• DESCRIPTION OF THE TASK: Count how many lines of the records below contain the string "white", matching case exactly. Reply with the number alone.

• PROVIDED RECORDS:

--- start ---

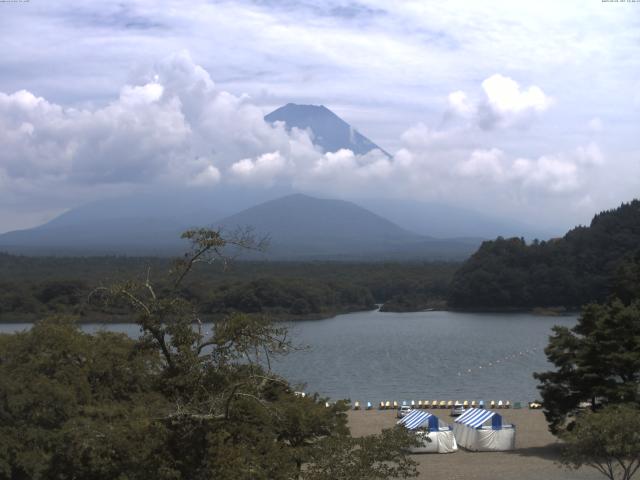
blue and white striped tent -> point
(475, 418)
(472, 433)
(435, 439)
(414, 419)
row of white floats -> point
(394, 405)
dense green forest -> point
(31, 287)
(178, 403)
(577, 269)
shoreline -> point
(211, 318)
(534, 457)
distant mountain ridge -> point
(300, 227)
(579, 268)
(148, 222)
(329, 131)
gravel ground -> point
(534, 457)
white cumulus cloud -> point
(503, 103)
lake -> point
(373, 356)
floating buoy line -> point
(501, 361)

--- end ---
--- start ---

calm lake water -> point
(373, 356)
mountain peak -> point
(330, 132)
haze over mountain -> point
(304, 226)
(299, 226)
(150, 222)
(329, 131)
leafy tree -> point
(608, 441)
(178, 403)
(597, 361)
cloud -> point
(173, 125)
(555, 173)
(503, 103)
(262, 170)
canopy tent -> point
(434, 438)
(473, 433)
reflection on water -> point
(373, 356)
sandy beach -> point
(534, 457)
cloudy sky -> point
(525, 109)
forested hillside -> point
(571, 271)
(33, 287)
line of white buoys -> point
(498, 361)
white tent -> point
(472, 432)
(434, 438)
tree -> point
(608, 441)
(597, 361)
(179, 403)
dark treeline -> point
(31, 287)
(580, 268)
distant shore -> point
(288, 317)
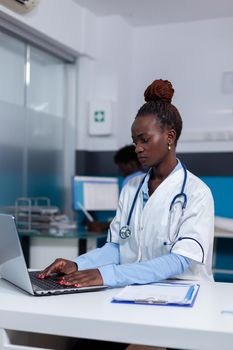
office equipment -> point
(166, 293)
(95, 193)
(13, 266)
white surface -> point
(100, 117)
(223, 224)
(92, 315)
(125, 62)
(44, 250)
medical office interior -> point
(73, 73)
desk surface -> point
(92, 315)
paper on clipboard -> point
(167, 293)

--- end ---
--- start ---

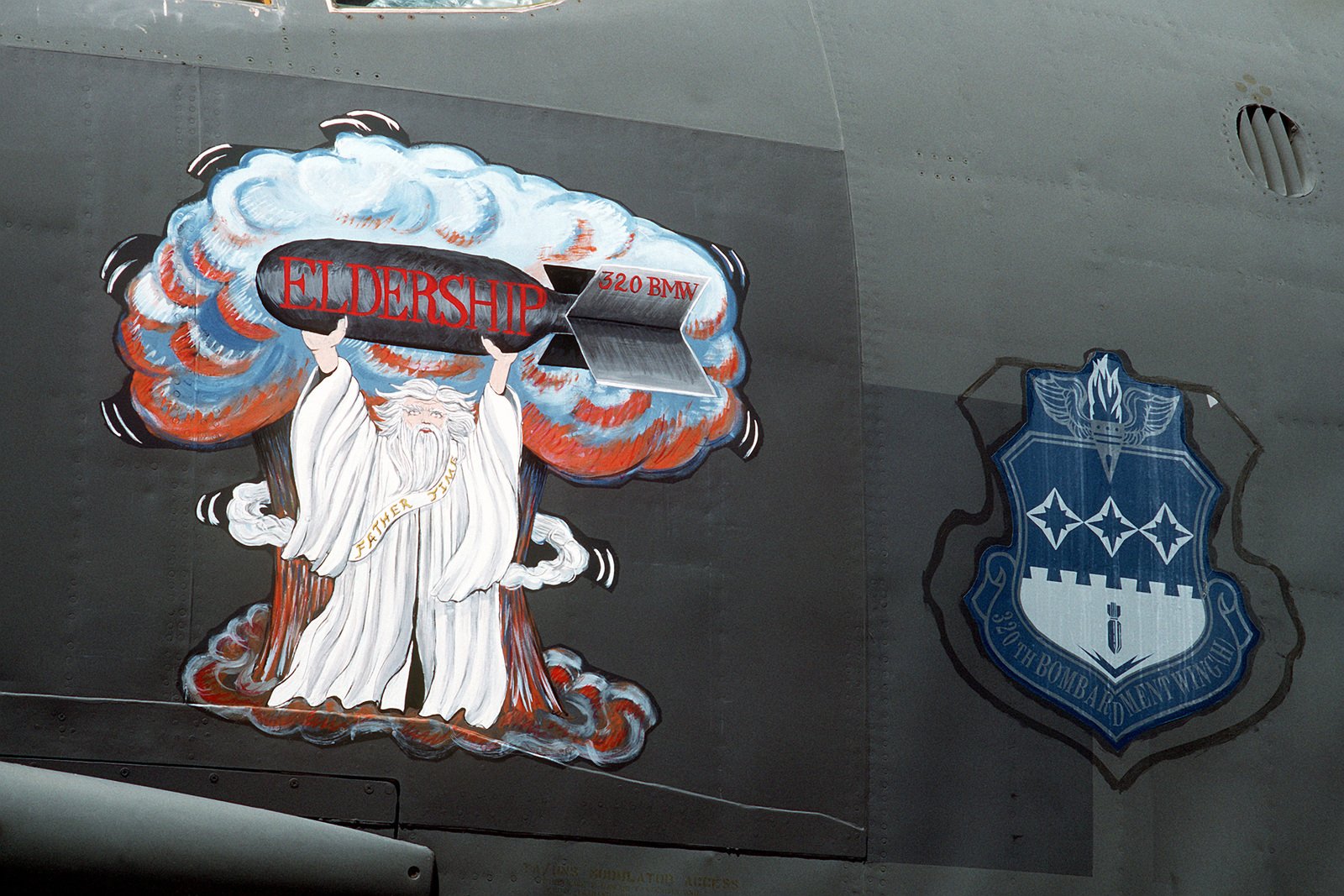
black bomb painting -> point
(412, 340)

--- end ---

• RESPONSE: 6